### [WORK INSTRUCTIONS]
Starting with the line that contains "If you don't mind, I'd love your help finding the ribbon" and going on through the line that contains "[611,393,660,421]", rewrite those lines as a Markdown table with the columns No. and Line. Number each line in order, and leave out any blank lines.

### [ENTRIES]
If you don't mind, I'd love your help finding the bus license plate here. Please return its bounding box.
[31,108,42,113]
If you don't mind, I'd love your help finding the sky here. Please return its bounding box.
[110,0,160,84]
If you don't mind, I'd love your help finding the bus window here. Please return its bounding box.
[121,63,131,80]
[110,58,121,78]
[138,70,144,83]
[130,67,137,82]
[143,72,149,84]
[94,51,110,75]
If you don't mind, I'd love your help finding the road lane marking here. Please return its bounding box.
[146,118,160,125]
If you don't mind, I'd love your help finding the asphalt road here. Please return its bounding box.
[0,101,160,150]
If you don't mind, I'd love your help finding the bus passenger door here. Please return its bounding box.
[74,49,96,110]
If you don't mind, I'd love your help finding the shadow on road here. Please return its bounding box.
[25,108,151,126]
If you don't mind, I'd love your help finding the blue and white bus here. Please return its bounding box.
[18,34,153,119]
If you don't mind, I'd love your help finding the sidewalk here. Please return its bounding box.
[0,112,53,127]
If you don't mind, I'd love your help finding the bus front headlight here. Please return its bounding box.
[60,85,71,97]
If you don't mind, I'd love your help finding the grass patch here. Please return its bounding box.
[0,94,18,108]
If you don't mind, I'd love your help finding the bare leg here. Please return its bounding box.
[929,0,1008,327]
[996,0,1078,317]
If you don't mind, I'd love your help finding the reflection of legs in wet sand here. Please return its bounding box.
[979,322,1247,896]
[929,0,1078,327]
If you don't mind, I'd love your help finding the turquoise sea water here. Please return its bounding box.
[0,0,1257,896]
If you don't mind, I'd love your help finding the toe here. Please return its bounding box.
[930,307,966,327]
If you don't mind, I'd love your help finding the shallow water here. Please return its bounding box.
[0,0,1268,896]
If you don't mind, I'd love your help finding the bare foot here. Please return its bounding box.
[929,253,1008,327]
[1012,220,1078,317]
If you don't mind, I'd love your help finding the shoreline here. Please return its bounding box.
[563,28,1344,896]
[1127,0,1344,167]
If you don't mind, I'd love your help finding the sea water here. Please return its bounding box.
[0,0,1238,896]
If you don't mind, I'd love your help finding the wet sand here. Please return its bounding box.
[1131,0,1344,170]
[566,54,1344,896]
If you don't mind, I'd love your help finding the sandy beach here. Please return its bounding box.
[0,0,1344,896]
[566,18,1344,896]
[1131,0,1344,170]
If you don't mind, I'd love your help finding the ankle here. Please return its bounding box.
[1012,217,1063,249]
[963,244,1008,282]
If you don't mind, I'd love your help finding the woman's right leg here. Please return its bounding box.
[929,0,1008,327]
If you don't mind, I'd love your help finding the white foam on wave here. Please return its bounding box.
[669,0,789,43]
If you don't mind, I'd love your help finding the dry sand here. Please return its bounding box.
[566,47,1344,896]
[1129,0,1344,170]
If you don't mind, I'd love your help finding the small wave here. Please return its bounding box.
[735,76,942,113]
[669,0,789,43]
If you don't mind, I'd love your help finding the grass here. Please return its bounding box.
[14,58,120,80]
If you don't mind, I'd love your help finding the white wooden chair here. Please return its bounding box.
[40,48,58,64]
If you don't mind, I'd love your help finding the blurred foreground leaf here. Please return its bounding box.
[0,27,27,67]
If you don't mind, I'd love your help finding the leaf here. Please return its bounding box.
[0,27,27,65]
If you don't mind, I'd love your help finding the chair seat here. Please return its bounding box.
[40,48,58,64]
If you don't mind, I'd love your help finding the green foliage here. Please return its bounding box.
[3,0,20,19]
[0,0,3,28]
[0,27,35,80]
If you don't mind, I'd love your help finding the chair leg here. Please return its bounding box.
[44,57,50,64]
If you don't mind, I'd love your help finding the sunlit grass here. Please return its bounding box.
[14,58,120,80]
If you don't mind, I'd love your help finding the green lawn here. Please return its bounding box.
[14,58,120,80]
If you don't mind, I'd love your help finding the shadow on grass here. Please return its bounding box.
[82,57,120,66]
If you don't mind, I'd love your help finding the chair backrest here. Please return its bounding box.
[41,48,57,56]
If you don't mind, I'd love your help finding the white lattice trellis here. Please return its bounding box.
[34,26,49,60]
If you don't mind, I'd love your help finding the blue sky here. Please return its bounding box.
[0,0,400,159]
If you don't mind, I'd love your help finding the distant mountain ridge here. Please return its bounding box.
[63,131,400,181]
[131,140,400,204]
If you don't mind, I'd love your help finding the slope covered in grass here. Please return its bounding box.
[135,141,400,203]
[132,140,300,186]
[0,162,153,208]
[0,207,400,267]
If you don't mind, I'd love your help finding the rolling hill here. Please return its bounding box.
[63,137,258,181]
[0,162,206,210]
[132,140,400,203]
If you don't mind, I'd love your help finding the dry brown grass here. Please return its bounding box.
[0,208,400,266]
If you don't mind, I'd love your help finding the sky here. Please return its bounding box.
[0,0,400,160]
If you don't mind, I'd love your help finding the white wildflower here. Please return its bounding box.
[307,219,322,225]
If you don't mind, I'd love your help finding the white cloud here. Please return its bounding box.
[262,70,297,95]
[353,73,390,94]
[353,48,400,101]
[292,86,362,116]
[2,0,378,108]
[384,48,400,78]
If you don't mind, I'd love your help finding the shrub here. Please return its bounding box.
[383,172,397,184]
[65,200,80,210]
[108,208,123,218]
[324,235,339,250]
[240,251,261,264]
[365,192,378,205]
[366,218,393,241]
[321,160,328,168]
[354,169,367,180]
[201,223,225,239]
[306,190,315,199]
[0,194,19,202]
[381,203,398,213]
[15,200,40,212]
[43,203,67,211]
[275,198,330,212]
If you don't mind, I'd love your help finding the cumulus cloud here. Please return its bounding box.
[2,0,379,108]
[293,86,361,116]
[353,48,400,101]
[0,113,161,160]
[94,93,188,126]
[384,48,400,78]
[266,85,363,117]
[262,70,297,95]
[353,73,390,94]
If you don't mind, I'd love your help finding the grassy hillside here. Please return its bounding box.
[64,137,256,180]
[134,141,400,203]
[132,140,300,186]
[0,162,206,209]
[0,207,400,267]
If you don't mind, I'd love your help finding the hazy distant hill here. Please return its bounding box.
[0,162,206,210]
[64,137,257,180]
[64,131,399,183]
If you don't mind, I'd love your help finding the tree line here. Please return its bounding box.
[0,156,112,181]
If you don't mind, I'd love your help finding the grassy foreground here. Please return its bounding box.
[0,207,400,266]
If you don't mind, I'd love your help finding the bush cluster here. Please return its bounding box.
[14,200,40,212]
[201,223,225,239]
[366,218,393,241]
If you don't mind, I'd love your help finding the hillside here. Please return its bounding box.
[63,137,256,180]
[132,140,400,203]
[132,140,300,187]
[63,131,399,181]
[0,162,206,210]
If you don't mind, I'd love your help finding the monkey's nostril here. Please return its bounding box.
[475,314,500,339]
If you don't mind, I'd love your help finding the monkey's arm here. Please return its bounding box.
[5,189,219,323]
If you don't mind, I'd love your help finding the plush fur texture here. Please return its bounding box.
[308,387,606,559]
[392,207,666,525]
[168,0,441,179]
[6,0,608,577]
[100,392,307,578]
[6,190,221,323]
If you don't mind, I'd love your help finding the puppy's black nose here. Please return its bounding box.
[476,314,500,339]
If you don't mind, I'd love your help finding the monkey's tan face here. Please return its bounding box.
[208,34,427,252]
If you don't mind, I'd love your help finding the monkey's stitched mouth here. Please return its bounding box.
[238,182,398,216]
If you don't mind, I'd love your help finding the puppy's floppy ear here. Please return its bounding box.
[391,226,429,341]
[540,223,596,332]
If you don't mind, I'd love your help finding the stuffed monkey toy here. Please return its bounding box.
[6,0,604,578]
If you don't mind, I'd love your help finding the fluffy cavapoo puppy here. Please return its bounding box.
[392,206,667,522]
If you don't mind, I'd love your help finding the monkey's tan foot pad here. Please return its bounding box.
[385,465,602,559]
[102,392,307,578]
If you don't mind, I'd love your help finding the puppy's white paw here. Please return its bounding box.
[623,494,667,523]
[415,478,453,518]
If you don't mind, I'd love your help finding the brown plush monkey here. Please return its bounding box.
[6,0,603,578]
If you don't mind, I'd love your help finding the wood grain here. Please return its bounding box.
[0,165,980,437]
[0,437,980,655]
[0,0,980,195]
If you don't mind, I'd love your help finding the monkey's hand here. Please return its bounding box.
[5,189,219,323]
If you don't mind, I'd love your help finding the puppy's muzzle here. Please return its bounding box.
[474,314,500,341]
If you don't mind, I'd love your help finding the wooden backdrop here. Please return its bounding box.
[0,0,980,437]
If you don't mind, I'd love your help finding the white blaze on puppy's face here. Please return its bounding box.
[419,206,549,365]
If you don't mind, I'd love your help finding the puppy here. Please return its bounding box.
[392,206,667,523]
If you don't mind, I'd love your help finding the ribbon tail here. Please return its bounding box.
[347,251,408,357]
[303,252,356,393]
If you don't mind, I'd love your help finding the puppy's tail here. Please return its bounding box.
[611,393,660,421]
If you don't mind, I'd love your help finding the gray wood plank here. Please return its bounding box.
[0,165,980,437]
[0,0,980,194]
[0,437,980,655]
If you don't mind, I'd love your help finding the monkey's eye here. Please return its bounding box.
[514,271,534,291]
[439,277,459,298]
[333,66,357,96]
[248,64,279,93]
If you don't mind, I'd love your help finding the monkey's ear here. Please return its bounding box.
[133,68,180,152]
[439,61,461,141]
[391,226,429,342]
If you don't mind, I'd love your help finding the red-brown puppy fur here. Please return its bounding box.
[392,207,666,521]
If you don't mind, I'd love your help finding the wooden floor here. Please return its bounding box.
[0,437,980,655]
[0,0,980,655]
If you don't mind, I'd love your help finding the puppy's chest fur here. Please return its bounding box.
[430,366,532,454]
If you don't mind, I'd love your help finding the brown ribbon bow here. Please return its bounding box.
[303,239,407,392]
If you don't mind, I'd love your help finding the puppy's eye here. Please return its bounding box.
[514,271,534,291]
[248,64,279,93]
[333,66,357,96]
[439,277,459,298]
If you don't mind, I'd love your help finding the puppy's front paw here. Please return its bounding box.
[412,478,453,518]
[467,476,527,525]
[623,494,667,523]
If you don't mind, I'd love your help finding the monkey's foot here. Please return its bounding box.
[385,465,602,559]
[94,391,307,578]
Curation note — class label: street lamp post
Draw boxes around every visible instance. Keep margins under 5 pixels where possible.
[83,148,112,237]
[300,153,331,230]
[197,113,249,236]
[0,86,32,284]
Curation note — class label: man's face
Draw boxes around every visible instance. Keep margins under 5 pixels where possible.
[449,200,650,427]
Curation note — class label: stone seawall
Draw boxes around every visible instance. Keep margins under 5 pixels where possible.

### [OUTPUT FOR THIS EXERCISE]
| No. | Line |
|---|---|
| 1 | If you don't mind, I'd love your help finding the ribbon tail here. Please return its bounding box. |
| 2 | [347,251,408,357] |
| 3 | [303,252,356,393] |
| 4 | If you don't mind, I'd love your help finding the puppy's tail here. Please return its bounding box. |
| 5 | [611,393,660,421] |